**Short task:** Rewrite the material from its first line through the line containing "POLYGON ((95 131, 98", both included, with the requests kept unchanged. Scale every outline coordinate in the answers by 1.7 and round each result to a whole number, halves up.
□ □ □ □ □ □ □
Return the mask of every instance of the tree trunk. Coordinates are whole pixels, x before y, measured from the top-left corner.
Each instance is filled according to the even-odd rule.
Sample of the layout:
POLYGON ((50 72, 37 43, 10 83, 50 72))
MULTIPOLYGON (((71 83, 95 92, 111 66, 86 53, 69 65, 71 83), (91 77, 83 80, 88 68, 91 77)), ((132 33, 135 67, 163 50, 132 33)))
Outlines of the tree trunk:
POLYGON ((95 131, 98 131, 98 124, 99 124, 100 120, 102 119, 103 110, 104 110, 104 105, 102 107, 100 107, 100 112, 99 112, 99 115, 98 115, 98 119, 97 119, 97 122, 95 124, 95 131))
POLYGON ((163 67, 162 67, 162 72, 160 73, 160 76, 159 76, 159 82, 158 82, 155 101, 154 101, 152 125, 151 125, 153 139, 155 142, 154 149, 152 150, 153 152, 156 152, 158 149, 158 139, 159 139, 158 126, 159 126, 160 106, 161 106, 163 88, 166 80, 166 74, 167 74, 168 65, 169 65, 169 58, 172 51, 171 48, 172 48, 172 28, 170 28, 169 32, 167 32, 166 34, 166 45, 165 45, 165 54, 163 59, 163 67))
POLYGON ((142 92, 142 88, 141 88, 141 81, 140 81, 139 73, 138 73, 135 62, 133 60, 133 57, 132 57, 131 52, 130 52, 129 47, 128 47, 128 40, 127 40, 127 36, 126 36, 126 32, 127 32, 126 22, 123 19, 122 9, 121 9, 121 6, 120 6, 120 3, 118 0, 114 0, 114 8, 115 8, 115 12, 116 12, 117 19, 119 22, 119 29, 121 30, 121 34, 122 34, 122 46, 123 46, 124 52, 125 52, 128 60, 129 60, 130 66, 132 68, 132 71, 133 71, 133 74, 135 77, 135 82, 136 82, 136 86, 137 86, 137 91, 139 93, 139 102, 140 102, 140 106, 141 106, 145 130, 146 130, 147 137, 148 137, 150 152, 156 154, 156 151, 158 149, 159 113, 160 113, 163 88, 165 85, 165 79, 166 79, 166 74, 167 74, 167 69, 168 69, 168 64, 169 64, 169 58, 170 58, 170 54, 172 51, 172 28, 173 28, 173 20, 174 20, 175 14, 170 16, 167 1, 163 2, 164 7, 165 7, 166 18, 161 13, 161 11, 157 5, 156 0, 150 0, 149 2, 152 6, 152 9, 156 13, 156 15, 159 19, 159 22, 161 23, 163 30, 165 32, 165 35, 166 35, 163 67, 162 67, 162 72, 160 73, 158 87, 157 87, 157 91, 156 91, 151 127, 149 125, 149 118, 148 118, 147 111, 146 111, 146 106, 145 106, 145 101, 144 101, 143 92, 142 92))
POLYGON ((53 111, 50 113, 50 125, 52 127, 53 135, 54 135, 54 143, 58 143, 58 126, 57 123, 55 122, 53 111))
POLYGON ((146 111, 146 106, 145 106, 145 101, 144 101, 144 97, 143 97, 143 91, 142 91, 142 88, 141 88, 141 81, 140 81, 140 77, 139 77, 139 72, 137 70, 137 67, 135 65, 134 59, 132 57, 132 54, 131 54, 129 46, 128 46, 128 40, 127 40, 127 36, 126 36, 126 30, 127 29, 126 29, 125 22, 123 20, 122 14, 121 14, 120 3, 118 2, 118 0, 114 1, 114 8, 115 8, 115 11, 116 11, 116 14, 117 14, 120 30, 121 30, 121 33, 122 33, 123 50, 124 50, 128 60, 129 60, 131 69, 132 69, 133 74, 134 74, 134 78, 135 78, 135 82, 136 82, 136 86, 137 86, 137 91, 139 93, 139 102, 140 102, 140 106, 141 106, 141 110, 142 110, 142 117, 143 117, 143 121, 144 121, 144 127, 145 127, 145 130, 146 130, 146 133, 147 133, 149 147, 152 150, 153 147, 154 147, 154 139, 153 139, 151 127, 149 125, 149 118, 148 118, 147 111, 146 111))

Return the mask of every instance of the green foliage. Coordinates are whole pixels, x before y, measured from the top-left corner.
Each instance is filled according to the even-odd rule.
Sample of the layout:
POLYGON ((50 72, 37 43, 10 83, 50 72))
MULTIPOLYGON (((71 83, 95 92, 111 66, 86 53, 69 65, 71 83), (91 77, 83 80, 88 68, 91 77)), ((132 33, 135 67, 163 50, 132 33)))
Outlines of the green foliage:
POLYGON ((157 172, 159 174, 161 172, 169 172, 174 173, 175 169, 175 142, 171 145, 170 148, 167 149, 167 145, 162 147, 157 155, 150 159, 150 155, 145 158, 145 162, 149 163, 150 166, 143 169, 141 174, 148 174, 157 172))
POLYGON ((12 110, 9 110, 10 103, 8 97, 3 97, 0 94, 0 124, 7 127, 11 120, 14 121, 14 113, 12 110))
□ □ □ □ □ □ □
**Reply:**
Return the mask of every instance of the tree trunk. Coordinates are whole pixels, x before y, measured from the top-left corner.
Each instance is filled according to the even-odd rule.
Sample of the layout:
POLYGON ((50 72, 37 43, 10 83, 50 72))
MULTIPOLYGON (((71 83, 95 92, 111 66, 86 53, 69 65, 71 83), (91 77, 83 80, 88 68, 91 77)), ((132 33, 135 67, 163 50, 132 33)))
Outlines of the tree trunk:
POLYGON ((162 223, 167 223, 167 211, 168 211, 170 204, 173 202, 175 187, 177 187, 177 179, 173 182, 170 182, 170 190, 168 190, 168 196, 167 196, 167 202, 165 202, 165 207, 162 211, 162 223))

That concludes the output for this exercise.